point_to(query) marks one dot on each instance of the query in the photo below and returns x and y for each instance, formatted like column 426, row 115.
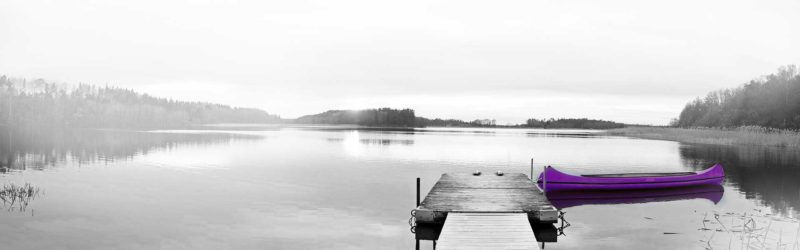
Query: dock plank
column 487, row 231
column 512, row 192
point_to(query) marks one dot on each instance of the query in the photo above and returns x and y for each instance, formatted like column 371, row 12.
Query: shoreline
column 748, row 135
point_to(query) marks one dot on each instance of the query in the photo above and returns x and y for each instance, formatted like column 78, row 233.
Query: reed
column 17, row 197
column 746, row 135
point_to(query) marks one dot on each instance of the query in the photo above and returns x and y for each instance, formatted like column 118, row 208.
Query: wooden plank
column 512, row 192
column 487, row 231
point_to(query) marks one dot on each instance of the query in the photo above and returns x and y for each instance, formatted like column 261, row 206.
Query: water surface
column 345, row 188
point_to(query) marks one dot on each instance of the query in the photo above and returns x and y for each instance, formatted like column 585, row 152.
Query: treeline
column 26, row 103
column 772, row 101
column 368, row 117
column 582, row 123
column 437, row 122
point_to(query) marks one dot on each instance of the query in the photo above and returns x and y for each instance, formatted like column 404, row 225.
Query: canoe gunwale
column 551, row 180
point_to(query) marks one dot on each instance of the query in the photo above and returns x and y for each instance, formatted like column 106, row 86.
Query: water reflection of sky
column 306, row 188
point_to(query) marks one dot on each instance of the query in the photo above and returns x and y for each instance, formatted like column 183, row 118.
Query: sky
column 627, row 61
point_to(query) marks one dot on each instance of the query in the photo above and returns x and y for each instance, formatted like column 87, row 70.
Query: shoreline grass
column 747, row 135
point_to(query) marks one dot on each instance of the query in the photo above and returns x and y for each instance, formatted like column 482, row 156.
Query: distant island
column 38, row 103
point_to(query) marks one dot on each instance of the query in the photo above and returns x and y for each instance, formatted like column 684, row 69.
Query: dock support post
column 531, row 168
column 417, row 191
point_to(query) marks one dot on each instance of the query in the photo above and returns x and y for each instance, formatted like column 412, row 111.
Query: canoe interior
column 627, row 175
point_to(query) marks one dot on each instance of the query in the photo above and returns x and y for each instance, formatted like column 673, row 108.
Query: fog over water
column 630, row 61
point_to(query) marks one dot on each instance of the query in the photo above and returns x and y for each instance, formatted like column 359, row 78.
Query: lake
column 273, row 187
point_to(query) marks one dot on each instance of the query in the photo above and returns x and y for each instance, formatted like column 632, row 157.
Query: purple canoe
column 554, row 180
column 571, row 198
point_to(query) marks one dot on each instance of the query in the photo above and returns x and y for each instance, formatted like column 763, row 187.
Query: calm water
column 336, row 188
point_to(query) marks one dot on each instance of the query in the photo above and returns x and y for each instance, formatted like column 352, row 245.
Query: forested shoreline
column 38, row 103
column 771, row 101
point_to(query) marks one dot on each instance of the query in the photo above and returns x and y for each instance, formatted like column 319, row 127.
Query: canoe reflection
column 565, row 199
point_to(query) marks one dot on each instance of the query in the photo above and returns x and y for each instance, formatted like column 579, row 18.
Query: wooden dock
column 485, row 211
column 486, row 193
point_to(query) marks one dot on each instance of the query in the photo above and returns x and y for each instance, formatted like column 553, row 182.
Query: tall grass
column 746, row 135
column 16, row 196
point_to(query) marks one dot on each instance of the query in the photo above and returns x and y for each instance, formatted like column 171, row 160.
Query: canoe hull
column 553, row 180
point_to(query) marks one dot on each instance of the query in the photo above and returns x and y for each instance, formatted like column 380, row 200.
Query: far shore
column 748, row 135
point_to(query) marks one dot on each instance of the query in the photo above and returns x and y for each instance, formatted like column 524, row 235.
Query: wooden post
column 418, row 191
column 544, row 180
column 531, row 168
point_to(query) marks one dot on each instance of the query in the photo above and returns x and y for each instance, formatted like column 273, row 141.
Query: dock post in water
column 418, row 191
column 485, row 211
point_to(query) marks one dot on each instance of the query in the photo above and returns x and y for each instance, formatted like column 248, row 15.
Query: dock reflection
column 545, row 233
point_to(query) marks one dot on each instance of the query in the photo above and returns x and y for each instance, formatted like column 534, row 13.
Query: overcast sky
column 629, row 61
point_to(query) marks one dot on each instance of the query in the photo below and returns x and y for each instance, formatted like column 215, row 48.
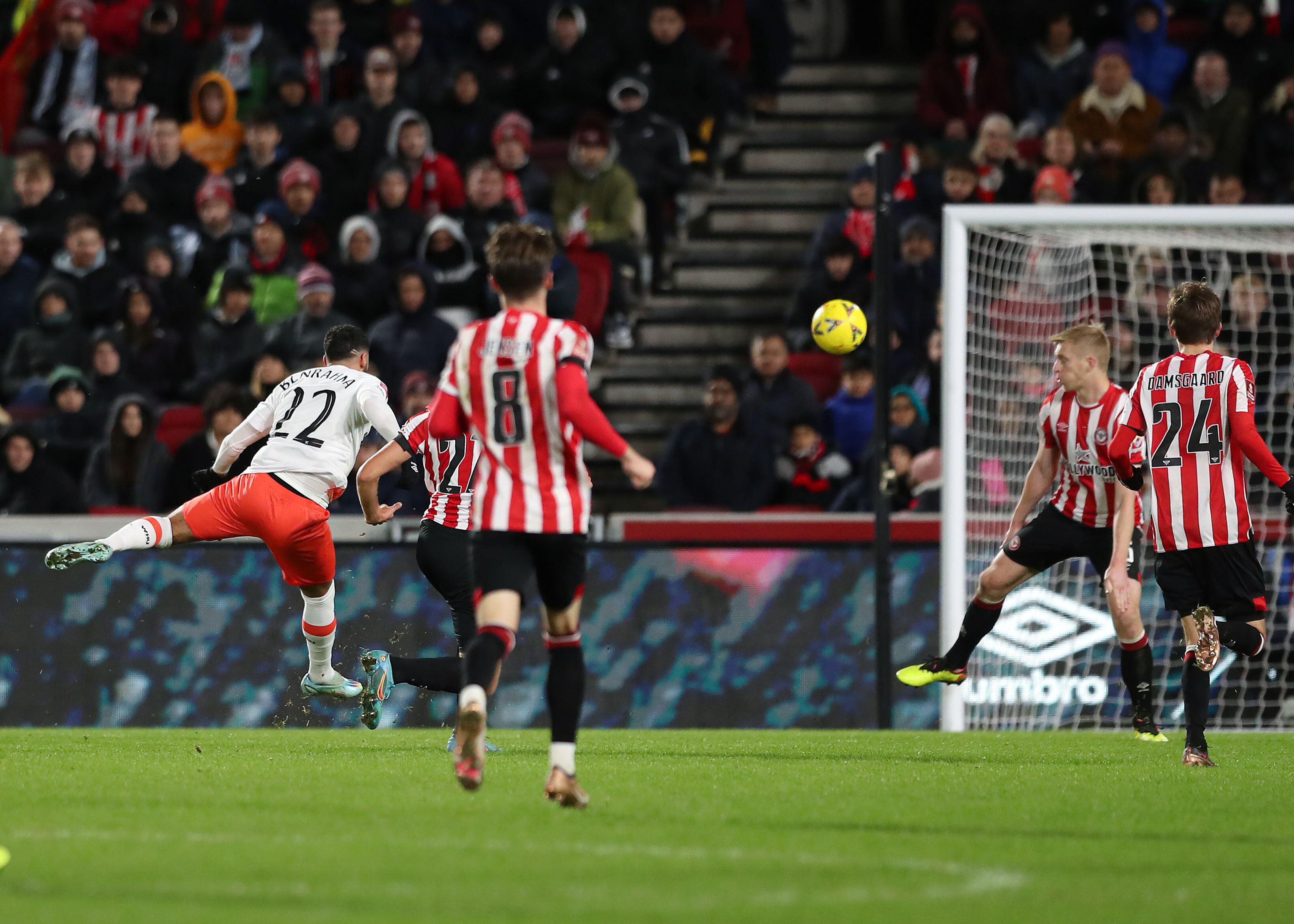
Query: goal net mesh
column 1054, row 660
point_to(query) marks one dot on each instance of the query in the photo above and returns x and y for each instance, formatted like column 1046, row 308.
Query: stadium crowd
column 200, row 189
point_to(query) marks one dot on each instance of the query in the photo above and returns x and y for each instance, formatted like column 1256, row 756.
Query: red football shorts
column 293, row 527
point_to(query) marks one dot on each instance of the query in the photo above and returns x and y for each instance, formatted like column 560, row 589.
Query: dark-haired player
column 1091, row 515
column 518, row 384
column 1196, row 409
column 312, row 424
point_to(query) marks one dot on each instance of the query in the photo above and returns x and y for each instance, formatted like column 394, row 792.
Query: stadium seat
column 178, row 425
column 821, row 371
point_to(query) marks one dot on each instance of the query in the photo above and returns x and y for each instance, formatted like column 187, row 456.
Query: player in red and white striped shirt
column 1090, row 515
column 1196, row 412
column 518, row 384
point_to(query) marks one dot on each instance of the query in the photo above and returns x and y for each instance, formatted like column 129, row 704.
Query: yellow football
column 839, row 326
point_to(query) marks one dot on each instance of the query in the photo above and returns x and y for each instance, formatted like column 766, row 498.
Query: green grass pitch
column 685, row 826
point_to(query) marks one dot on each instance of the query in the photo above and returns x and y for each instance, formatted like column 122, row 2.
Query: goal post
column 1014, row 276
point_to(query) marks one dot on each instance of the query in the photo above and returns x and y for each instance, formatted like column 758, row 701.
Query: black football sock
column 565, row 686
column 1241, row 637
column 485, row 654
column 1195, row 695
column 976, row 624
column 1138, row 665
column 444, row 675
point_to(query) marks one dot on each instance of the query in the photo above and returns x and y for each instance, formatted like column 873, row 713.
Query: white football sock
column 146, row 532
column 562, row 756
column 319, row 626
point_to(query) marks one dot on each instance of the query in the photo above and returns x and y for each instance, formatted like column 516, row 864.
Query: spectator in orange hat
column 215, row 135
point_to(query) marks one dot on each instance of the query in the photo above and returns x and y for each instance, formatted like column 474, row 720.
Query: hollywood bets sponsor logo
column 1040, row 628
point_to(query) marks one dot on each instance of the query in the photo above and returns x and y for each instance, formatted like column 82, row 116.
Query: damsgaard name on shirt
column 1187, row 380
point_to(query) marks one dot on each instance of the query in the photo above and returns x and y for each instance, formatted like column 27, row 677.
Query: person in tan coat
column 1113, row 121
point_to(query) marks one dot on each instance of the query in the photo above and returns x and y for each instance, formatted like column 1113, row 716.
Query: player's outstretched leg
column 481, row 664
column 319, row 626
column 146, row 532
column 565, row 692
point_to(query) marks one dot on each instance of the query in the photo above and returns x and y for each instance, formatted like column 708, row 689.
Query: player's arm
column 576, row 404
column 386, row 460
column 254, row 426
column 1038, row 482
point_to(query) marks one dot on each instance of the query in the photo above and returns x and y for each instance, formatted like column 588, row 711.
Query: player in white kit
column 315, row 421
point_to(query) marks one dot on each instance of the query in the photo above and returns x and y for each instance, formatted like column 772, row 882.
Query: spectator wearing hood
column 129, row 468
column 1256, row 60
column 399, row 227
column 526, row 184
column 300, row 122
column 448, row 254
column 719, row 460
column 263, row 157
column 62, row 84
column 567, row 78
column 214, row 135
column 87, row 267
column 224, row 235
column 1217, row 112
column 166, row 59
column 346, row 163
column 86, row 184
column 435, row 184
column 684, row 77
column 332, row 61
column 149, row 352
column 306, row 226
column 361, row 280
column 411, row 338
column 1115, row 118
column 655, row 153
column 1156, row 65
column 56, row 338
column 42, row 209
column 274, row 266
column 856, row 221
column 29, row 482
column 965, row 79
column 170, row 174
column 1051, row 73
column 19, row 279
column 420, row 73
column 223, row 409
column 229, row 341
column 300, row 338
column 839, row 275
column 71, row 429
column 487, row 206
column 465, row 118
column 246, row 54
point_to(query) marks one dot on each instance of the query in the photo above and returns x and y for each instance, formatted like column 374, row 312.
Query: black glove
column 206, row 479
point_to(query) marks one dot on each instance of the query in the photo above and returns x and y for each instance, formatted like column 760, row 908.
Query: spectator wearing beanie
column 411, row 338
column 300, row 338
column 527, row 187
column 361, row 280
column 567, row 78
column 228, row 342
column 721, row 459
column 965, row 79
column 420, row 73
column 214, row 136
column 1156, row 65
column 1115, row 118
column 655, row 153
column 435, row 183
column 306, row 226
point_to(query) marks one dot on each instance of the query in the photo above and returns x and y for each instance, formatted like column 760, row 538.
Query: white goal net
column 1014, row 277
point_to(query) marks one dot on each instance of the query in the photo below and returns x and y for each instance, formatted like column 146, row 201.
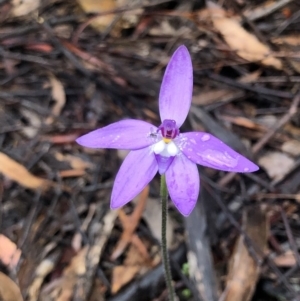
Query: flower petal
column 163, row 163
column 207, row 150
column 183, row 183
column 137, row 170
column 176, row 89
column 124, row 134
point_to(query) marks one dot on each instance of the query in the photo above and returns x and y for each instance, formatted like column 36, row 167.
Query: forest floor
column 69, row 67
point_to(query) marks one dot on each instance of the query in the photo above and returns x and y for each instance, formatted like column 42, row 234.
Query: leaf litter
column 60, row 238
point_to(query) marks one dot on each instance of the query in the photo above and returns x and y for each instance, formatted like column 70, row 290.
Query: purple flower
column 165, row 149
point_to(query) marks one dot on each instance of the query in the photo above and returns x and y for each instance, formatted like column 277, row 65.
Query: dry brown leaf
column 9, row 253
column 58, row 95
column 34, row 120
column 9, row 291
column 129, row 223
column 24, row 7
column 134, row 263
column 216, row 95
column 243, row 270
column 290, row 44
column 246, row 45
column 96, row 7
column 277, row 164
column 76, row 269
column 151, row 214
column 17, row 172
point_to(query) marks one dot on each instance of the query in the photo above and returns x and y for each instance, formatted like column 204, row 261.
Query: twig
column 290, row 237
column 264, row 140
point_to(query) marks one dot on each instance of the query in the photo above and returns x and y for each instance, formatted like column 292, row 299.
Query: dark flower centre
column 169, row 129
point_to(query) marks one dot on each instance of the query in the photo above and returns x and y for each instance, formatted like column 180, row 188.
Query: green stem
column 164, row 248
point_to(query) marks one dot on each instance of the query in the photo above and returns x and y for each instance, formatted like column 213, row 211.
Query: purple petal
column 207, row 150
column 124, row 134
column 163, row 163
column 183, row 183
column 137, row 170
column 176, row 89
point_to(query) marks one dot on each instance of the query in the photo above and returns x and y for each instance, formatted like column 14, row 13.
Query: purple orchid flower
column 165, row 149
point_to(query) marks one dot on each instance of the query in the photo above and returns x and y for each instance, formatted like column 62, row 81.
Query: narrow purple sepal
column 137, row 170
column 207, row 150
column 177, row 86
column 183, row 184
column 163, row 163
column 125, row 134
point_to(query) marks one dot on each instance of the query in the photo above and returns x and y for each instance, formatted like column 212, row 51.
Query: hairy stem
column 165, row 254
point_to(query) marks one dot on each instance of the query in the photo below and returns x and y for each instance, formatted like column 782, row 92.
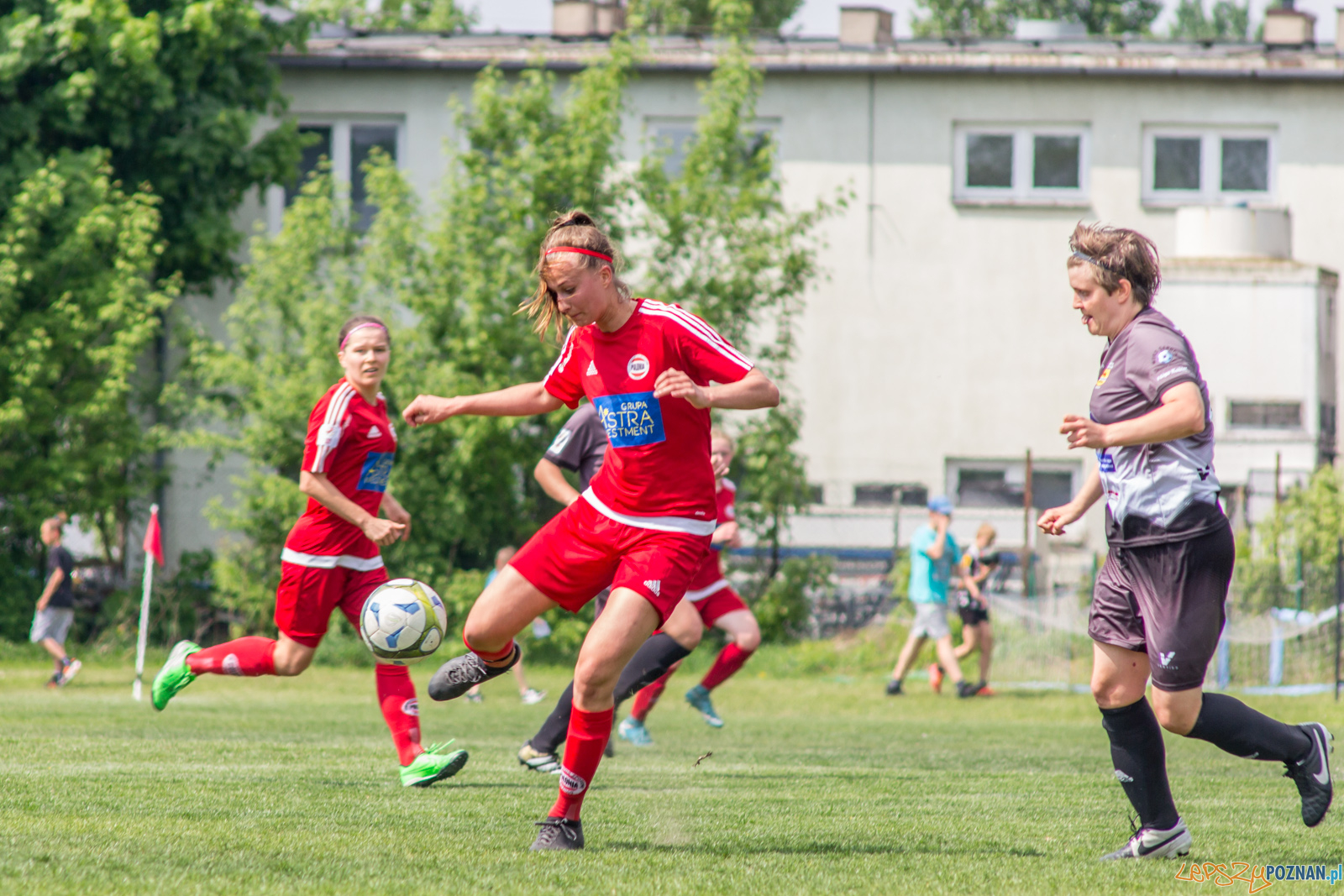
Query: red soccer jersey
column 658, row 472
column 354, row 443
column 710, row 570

· · · ·

◆ TASK PROMPT ◆
Arrange the lines above as a JSON list of strings, with one string per line and blank lines omitted. Begin at the line that contains "1113, row 716." and stop after the line that contains "column 315, row 421".

◆ THE RESPONSE ◆
[
  "point_to(query) marks one dot on each instance of the query in the photo above and returns x and y for each instance, formatted like column 1113, row 716.",
  "Query: player's outstretched leg",
  "column 481, row 664",
  "column 319, row 626",
  "column 146, row 532",
  "column 565, row 692",
  "point_to(query) marks one dot on each instance of the query in the photo above and returns x and y for each instance, formatted like column 708, row 689.",
  "Query: player's arm",
  "column 576, row 404",
  "column 386, row 460",
  "column 254, row 426",
  "column 1038, row 482",
  "point_to(query) marks one dot on each instance of the query in the photo above and returns x and y for each instance, formatted like column 588, row 711.",
  "Query: player in white kit",
  "column 315, row 421"
]